- _Given text_:
▬▬▬▬▬▬

I have not had one of the carts from Ozark US so can't recommend one. I have had one from Ozark Canada which is a different manufacturer. I liked it and am happy to recommend it. Sounds like you can recommend the American one.


----------



## REO (Nov 12, 2010)

I have two of the CTM metal easy entry carts and I love them!


----------



## shorthorsemom (Nov 13, 2010)

thanks Leia... Sounds to me like the hyperbike might be the way to go for me. They also seem to keep their value if I have second thoughts some day. Hmmm, Christmas is coming. I wonder if they have any red seats. ho ho ho.





I just sold a meadowbrook cart yesterday and have a little money to put toward my hyperbike fund.

All of you seasoned drivers will love this story about the meadowbrook I sold... It started when I stuck up my hand at an auction this past spring and came home with a meadowbrook cart for my minis. I never bought a cart before and it looked great to me. My trainer had a laugh when I showed it to her because I had purchased a large pony/small horse meadowbrook for my mini boys. In my defence, it looked small enough standing out there in the field all by its little self. LOL, lesson learned, rookies should NEVER buy their driving equipment without supervision and help. My oversized cart sat in our barn loft looking lonely all summer until I decided my horses weren't getting any bigger and I advertised it on Craigs list. I got lucky and somebody with a bigger pony wanted it and I got what I paid for it and didn't lose any money on the deal either.

My message to other newbies. Measure, think, take somebody with experience before you buy anything on your own. I have other stuff I bought without thinking it through first. Lessons learned. It does however make some interesting stuff to sell toward my hyperbike fund.


----------



## Minimor (Nov 13, 2010)

We have the CTM EE cart from Ozark in the US--actually two--one in Mini size and another in pony size--and are very happy with both of them. No complaints at all, other than the pony cart is a bit big for our ponies--that's no fault of CTM, the cart is the exact same size as the Frontier pony cart. There are actually quite a few of the CTM (all brought up from Ozark Mtn. in the US) being used in Manitoba and people seem to like them just fine. Certainly there are no complaints about them not holding up to use.


----------



## ~Lisa~ (Nov 13, 2010)

I keep going thru this myself. I need a new cart since mine ummm had a bit of an accident last spring. It was a off brand EE cart and the good thing about that is the shafts being metal did bend easily and away from the horse.. had they been wood shafts the outcome might have been a bit different but..like with anything involving horses they can get hurt with just about anything short of a padded cell.

I will be ready in the spring to make a purchase. The issue is I have enough funds for one cart and have horses/ponies of all sizes. After our accident I have decided for me given the choice of slightly longer or slightly shorter shafts I will opt for longer. I am really leaning towards the Pacific Smart Cart I need something with a EE type of cart as I could not get out of a show cart as quickly as I need to due to health issues and again after the accident I learned getting out quickly to get your horse is of utmost importance.

▬▬▬▬▬▬

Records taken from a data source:
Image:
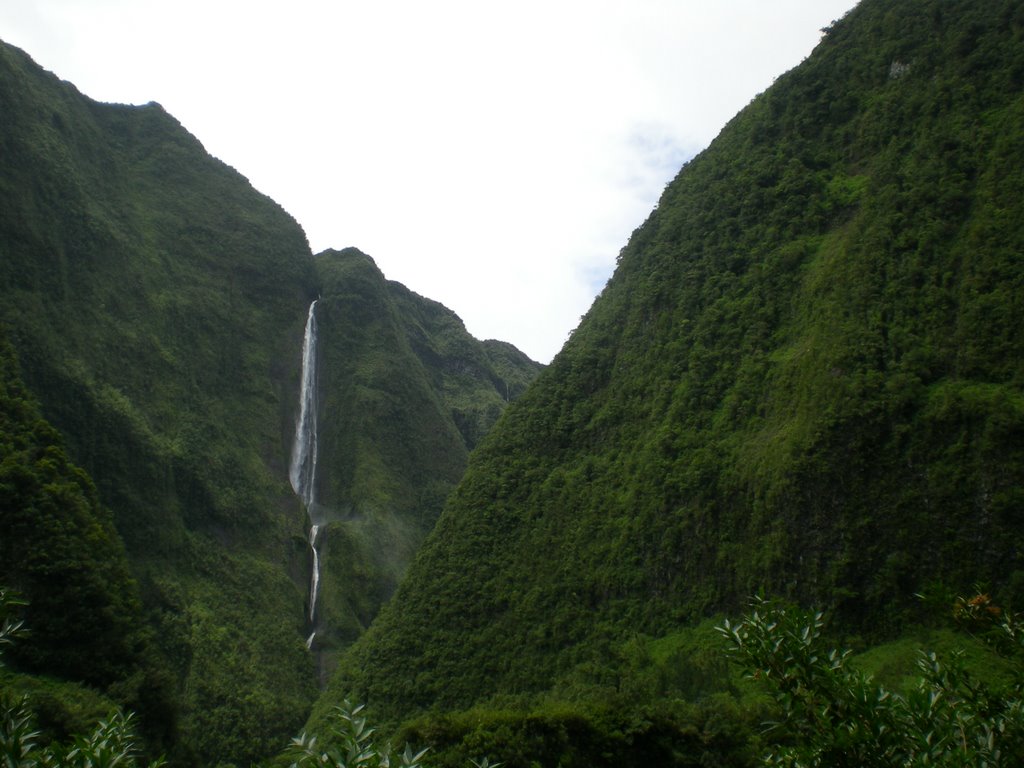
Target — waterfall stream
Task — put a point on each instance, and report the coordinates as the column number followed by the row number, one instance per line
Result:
column 303, row 470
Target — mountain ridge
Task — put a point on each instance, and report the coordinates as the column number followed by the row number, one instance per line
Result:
column 156, row 304
column 803, row 378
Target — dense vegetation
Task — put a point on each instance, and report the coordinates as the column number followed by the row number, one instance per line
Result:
column 407, row 392
column 154, row 303
column 833, row 715
column 804, row 377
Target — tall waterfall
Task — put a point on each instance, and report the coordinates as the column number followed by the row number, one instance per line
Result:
column 303, row 469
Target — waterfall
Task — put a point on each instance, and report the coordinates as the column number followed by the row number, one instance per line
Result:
column 313, row 584
column 303, row 469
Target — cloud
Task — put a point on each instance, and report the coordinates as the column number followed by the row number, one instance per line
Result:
column 494, row 157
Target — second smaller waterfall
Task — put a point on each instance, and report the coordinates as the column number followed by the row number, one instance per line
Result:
column 303, row 469
column 313, row 584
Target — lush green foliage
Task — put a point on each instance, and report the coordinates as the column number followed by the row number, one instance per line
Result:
column 406, row 390
column 834, row 715
column 805, row 376
column 156, row 302
column 349, row 743
column 111, row 743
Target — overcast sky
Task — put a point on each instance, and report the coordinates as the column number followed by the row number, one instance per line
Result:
column 492, row 156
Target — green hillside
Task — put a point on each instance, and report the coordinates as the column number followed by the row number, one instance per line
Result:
column 805, row 377
column 155, row 304
column 406, row 393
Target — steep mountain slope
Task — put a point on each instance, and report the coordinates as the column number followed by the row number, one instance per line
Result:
column 156, row 303
column 805, row 377
column 407, row 391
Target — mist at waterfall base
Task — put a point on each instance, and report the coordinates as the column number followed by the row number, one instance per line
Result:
column 304, row 453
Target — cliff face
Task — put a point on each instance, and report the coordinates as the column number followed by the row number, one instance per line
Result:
column 805, row 377
column 155, row 305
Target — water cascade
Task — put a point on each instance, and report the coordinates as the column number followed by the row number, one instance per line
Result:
column 303, row 469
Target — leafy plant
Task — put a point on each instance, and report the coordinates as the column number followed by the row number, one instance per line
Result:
column 348, row 744
column 833, row 715
column 111, row 744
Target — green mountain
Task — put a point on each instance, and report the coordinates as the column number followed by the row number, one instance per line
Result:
column 407, row 392
column 804, row 378
column 153, row 305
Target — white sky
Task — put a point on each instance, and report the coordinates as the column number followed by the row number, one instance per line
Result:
column 494, row 157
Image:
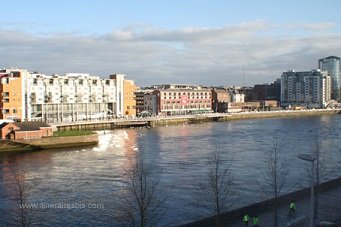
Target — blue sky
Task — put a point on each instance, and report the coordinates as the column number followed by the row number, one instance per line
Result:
column 175, row 41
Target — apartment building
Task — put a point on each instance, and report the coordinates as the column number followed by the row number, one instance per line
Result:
column 311, row 89
column 332, row 64
column 60, row 98
column 180, row 101
column 129, row 98
column 13, row 91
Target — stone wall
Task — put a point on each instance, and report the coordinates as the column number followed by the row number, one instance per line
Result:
column 58, row 142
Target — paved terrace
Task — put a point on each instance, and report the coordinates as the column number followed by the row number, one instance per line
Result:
column 329, row 209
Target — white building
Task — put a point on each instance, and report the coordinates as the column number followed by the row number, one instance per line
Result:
column 71, row 97
column 310, row 89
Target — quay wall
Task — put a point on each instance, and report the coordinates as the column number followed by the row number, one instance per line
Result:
column 61, row 142
column 189, row 119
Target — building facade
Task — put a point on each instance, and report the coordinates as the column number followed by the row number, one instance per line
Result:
column 182, row 101
column 60, row 98
column 14, row 102
column 311, row 89
column 332, row 64
column 129, row 98
column 220, row 100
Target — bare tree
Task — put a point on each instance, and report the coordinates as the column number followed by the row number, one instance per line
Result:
column 141, row 204
column 217, row 192
column 318, row 173
column 275, row 175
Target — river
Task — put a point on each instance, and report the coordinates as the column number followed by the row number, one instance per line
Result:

▬▬▬▬▬▬

- _Jobs_:
a) Condense the paragraph in the forum thread that begins "We have the CTM EE cart from Ozark" into a shorter version that keeps its main facts.
b) Please rename "instance" to "occurrence" in the listing, starting at the line that has "Target — dense vegetation" and stopping after the line that has "column 804, row 377". Return only those lines.
The forum thread and the listing are unrelated pieces of material.

- _Solutions_:
a) The poster has two CTM EE carts from Ozark in the US, one Mini size and one pony size, and is very happy with both. The only drawback is that the pony cart is a bit big for their ponies. That isn't CTM's fault, since it is the same size as the Frontier pony cart. Quite a few CTM carts, all brought up from Ozark Mtn. in the US, are used in Manitoba. People there like them and have no complaints about how they hold up.

b)
Target — dense vegetation
Task — put a point on each occurrence, and report the coordinates as the column number followed by the row number, one occurrence per line
Result:
column 407, row 392
column 154, row 303
column 833, row 715
column 804, row 377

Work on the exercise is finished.